START AVAILABLE DATA

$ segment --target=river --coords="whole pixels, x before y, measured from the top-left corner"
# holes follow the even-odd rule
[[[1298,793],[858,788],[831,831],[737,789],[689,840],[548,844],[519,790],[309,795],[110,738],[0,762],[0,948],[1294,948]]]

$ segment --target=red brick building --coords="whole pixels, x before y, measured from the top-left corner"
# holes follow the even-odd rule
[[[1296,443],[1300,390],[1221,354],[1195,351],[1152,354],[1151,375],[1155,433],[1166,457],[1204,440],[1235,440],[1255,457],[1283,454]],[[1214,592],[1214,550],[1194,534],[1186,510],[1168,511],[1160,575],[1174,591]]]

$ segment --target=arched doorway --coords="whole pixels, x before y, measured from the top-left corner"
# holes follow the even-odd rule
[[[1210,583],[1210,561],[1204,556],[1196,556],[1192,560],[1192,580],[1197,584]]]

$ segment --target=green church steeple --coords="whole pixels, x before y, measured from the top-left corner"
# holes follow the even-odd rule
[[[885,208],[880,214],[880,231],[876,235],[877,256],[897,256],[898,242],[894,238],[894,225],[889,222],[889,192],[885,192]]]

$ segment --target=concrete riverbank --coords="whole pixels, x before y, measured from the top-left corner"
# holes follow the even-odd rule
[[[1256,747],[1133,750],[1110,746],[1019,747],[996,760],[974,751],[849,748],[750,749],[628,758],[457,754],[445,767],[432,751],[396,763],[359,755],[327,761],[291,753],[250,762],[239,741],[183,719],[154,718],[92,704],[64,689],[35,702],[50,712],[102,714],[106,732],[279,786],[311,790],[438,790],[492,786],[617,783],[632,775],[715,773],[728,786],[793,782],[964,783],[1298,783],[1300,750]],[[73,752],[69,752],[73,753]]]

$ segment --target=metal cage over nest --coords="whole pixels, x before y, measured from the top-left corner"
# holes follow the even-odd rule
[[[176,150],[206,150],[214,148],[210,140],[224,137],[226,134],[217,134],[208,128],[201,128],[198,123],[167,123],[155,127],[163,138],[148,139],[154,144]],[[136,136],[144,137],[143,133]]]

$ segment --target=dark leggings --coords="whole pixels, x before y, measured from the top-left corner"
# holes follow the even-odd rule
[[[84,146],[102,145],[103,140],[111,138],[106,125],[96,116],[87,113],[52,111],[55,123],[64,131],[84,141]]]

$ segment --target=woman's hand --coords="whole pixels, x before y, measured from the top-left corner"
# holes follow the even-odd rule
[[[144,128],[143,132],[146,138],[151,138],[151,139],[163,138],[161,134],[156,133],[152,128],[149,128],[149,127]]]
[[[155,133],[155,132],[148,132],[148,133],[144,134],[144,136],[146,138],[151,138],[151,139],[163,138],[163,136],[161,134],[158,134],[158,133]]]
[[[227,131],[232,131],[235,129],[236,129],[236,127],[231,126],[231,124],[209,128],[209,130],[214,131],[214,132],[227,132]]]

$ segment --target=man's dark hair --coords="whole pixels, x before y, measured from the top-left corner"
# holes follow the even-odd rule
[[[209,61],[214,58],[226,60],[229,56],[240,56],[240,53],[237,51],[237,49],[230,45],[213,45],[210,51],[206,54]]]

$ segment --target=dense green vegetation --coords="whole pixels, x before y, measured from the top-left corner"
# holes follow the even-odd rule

END AVAILABLE DATA

AIM OF THE EXERCISE: Among the entries, find each line that includes the string "corner" and copy it.

RESULT FOR THIS TASK:
$ segment --target=river --coords="whole pixels, x before y, measured from the top-left corner"
$ segment --target=red brick building --coords="whole pixels, x before y, measured from the top-left corner"
$ segment --target=arched doorway --coords="whole pixels, x before y, measured from the top-left corner"
$ segment --target=green church steeple --coords="whole pixels, x before y, measured from the top-left corner"
$ segment --target=concrete riverbank --coords="whole pixels, x before y, measured from the top-left corner"
$ segment --target=metal cage over nest --coords="whole pixels, x before y, measured from the top-left corner"
$ segment --target=dark leggings --coords="whole pixels, x before y, measured from the top-left corner"
$ segment --target=woman's hand --coords="whole pixels, x before y, measured from the top-left corner"
$ segment --target=man's dark hair --coords="whole pixels, x before y, measured from the top-left corner"
$ segment --target=dense green vegetation --coords="whole pixels, x before y, measured from the top-left corner"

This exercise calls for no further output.